To be done:
Reproduce the records below with every "disc" replaced by "circle" and nothing else altered.

Records supplied:
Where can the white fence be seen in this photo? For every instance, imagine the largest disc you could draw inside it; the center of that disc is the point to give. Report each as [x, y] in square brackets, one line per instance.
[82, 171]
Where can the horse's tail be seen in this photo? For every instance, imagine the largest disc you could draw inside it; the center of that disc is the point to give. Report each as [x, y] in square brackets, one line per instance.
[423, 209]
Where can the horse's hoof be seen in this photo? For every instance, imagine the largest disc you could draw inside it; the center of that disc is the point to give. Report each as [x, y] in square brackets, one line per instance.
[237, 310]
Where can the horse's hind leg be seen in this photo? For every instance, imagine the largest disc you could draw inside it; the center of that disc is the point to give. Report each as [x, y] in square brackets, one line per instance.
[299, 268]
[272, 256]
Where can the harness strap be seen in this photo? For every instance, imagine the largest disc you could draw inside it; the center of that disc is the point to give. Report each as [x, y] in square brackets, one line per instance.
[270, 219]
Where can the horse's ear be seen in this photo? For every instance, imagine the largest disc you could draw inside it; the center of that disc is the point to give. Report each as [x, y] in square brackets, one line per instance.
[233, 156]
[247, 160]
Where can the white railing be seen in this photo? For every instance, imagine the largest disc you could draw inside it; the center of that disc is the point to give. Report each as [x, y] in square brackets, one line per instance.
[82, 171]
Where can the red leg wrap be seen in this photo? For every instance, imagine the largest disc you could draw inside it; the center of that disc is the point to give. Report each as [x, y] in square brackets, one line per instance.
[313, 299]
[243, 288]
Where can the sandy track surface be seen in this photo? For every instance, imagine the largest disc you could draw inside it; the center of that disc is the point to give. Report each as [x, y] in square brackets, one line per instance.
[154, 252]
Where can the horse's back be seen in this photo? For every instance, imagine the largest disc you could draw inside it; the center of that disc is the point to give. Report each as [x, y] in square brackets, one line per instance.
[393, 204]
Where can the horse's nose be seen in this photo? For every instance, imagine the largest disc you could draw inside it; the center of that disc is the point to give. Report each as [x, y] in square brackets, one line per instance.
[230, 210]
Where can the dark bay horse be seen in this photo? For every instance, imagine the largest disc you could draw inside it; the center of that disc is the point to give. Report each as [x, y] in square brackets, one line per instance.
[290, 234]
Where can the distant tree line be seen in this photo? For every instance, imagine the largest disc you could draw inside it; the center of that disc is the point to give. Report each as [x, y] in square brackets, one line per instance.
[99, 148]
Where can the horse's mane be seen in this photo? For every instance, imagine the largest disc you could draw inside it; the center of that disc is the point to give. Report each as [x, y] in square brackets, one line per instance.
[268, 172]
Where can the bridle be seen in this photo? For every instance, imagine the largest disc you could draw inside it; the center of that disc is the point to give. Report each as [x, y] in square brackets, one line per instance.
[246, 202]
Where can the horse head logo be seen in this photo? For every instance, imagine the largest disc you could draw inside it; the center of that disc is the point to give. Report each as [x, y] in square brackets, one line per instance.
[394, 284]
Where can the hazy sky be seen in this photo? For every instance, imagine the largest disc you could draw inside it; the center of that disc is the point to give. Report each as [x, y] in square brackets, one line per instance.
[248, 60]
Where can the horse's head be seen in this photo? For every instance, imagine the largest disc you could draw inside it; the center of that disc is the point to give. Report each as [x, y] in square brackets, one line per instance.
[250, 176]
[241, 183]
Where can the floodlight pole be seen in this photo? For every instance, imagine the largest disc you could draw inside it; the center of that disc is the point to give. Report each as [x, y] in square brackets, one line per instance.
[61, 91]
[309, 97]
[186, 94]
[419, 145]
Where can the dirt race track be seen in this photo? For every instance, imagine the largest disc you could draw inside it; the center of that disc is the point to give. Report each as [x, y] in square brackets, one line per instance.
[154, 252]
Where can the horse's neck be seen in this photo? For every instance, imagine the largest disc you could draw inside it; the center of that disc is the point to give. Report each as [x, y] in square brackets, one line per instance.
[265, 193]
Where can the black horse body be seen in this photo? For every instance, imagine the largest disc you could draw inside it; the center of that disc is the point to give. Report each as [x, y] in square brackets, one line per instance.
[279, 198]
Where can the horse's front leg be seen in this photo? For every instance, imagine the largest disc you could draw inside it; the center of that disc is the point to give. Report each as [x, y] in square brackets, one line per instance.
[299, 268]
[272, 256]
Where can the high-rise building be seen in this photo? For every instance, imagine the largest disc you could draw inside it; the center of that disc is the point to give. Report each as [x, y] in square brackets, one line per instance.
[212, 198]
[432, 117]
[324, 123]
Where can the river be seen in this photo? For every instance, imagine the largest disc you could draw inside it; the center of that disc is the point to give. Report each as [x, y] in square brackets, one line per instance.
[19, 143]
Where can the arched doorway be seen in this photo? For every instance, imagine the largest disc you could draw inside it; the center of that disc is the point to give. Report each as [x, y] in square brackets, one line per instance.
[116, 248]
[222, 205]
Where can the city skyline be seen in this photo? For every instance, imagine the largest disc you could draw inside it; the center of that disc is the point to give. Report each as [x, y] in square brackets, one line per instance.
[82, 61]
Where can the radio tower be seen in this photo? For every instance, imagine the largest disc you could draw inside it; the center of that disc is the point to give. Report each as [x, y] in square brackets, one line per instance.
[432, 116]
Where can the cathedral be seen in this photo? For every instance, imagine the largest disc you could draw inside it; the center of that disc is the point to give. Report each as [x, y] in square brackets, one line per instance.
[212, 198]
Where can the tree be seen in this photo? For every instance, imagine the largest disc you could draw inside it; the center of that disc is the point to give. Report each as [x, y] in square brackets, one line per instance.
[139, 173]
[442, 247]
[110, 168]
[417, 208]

Solution for this exercise:
Where can the white fence be seen in this photo? For every instance, imagine the largest circle you could draw inside it; the center of that circle is the point to give. Report each as [x, y] in square brackets, one line per instance.
[82, 171]
Where can the horse's tail be seen in this photo? For every instance, imagine the largest circle you could draw inside it; the center of that circle is the point to give. Report each as [x, y] in square brackets, one line per instance.
[423, 209]
Where can the horse's hoof be seen in this photo? For every instance, imagine the largest circle you could draw inside it; the center of that circle is the point to give. Report each as [x, y] in square brackets, one line per instance.
[237, 310]
Where can the horse's hind leg be seen in this photo? For every instance, imagine the largest circle you could draw inside it; the center of that circle is the point to give. Report each as [x, y] in square brackets, one line per instance.
[299, 268]
[272, 256]
Where can the harness strap be seen in this photo? For every instance, imagine the largest circle you could draw inside it; the center of that circle is the point to give. Report each as [x, y] in square brackets, one line per instance.
[270, 219]
Where can the horse's ear be seen in this photo? For every instance, imagine the largest circle you could draw inside it; the center of that circle is the point to give. Report each as [x, y] in square brackets, one line per instance.
[233, 156]
[247, 160]
Where can the white railing be seen in this photo? For every instance, imagine the largest circle you could draw inside it; the center of that circle is the point to give. Report each as [x, y] in square brackets, one line per instance.
[82, 171]
Where can the red leg wrap be seen in this photo? For every instance, imagine the largest circle you could draw inside it; the center of that circle is the point to give. Report each as [x, y] in square brackets, one line per instance.
[313, 299]
[243, 288]
Where can the sandy track surface be seen in this photo? For every instance, imagine the largest circle you could draw inside it; the center of that circle is the point to give. Report each as [x, y] in square brackets, one line per instance.
[154, 252]
Where can the horse's back be seen in this photo? For every instance, imagine the largest circle you could draw inside it; the center of that circle is the point to give. Report each as [x, y] in square brackets, one line per instance.
[393, 204]
Where can the horse's nose be seen in this photo? For every instance, imagine the largest circle you could draw inside it; the center of that circle is the point to give. Report each as [x, y] in square brackets, one line per instance.
[230, 210]
Where can the dark bay horse be seen in this photo? For every instance, imagine the largest circle you could draw inside it; the center of that circle is the point to give. Report each as [x, y] in square brackets, one line per instance.
[290, 234]
Where can the distant tree line be seen in this photo? For every instance, imagine the largest circle you could draw inside it; the center of that circle is the point to give. Report each as [x, y] in square brackets, one line per instance.
[99, 148]
Where can the horse's mane be seen in this photo? For every instance, imagine the largest circle you could draw inside it; the center of that circle is the point to give. Report each as [x, y] in square brackets, one line per instance.
[268, 172]
Where can the bridle be seen in this photo? For every instance, imagine the largest circle you could draw inside it; the center of that circle is the point to give. Report each as [x, y] in square brackets, one line per instance.
[246, 202]
Where can the horse head logo be seen in this photo? For every instance, imagine the largest circle you could draw inside it; the center of that circle is the point to give. Report each as [x, y] in square brackets, one line per instance.
[394, 284]
Where can the hazy sky be seen in this photo? For every instance, imagine the largest circle you could draw inside it; the center of that circle is the point to give. Report each as [x, y] in square brackets, one line per instance.
[248, 60]
Where can the horse's head be seen in this photo? For every instance, imagine the largest circle you could draw inside it; the center of that circle is the point to give. Report each as [x, y] in square brackets, one line per instance.
[250, 176]
[241, 183]
Where can the floodlight pole be seen in this photo? For every instance, imagine the largest circle you could draw inside it; the center of that circle is the point to give. Report each as [x, y] in square brackets, one line per instance.
[61, 91]
[309, 97]
[186, 94]
[419, 145]
Where can the dirt race track be seen in this photo? For every instance, imagine the largest circle you could draw inside it; the center of that circle is the point to give. Report each as [x, y] in square brackets, one line per instance.
[154, 252]
Where can the horse's neck be seen in this photo? For every instance, imagine the largest circle you could draw inside it; the center of that circle is the point to give. Report each as [x, y] in square brackets, one line per instance.
[265, 193]
Where can the black horse body be seen in this photo? For every instance, imagine the largest circle you could draw inside it; the center of that circle is the point to give. Report each as [x, y] in square brackets, one line per instance.
[279, 198]
Where can the horse's front leg be seen in this photo? For every instance, imagine the largest circle you could draw inside it; the center of that circle is the point to give. Report each as [x, y] in square brackets, one line per instance.
[299, 268]
[272, 256]
Where can the high-rise building be seen in this photo? For every instance, imagine the largest circle you could draw inside it; the center of that circle is the point to give. Report each as [x, y] in square brackets, one line per instance.
[212, 198]
[432, 117]
[324, 123]
Where can the river be seen in this photo? For every instance, imagine the largest circle you could draw inside it; the center of that circle is the point to give. Report each as [x, y] in square brackets, one line per instance.
[19, 143]
Where can the arched doorway be seen in this photo? For every instance, imagine the largest circle you could draw inside it; the center of that circle is the point to give. Report each as [x, y] in square brackets, one line per instance.
[116, 248]
[222, 205]
Where can the city skyline be seen in this photo? For every instance, imagine the largest circle you could draw inside it; the center of that circle is the point to give. Report each as [x, y] in square brackets, one line per instance.
[82, 61]
Where can the radio tower be seen in this photo? For every instance, imagine the largest circle you could draw inside it; the center of that circle is the point to give. Report each as [x, y] in square brackets, one line per instance.
[432, 116]
Where can the cathedral be seen in this photo? For every instance, imagine the largest circle you could draw inside it; the center of that circle is the point to give. Report each as [x, y] in square brackets, one line per instance.
[212, 198]
Where can the tree be seen in this photo? For every instance, imagine the largest circle you could draw inside it; the center of that circle is the point to give. Report each as [x, y] in square brackets, one line per instance.
[139, 173]
[442, 247]
[110, 168]
[417, 208]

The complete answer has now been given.